Passage for review:
------------------------------
Three decades after her death and with the approval of Catholic Bishops' Conference of the Philippines (CBCP), Bishop Renato Mayugba of Laoag initiated the opening of the beatification process for Abad noting that she could serve as a "good model of piety and fortitude" for modern Filipino youth. Mayugba obtained the approval of Bishop Roberto Gaa for the transfer of the competent forum to the Laoag diocese, which was also approved by the Congregation for the Causes of Saints.

On March 10, 2024, the Dicastery for the Causes of Saints permitted the opening of Abad's cause. The grant of the nihil obstat is among stages in the preliminary phase of a cause, the Catholic Bishops Conference of the Philippines explained.

On April 7, 2024, Mayugba with the postulator, Dennis Duene Ruíz, OAD, led the opening session of the diocesan tribunal's official and public inquiry, at Laoag Cathedral on the beatification process. Niña’s mother, sister, cousin broadcast journalist Jay Ruiz, relatives and God First Association members witnessed the "video reenactment of Abad’s life and the unveiling of her official portrait", the CBCP said. Mayugba designated Noel Ian Rabago as episcopal delegate, Englebert B. Elarmo as promoter of justice, and Rey Magus Respicio as notary.
------------------------------
Data extract:
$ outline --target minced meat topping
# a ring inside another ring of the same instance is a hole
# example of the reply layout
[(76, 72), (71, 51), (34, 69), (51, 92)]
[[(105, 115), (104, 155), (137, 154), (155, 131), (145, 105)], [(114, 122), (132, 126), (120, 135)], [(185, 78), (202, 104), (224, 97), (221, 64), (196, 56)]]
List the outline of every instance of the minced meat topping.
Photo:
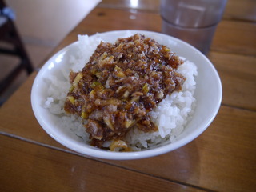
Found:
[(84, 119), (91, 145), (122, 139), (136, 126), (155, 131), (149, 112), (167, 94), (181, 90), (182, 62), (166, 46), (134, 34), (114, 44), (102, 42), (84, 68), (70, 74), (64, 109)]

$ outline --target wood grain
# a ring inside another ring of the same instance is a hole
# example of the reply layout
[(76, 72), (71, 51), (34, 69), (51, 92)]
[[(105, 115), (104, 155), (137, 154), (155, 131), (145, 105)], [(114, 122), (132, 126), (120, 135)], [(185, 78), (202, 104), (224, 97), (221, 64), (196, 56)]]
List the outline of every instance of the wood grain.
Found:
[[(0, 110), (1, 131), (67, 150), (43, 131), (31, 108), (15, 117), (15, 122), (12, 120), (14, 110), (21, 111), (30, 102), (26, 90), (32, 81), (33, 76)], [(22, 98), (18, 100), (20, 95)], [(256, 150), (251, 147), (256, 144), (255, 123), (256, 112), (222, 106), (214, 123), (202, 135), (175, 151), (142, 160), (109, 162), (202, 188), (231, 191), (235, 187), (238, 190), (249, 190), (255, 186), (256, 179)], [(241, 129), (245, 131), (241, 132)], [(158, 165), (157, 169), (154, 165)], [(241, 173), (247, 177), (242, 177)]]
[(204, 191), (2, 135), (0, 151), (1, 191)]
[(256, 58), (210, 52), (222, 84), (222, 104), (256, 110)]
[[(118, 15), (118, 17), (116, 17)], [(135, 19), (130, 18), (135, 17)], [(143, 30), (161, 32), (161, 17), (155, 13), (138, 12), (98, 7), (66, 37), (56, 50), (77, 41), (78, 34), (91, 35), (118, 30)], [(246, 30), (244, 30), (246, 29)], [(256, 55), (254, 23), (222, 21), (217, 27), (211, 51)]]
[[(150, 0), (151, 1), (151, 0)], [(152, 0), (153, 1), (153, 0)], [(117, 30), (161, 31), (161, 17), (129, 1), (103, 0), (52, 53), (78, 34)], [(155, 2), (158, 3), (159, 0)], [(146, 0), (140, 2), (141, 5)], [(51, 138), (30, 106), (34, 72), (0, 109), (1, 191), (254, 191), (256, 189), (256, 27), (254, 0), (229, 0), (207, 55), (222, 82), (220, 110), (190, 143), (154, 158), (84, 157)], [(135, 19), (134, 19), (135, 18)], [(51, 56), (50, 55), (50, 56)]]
------------------------------
Write out the part of the passage on Abad's beatification cause between "On March 10, 2024, the" and "the Philippines explained.", inclusive.

On March 10, 2024, the Dicastery for the Causes of Saints permitted the opening of Abad's cause. The grant of the nihil obstat is among stages in the preliminary phase of a cause, the Catholic Bishops Conference of the Philippines explained.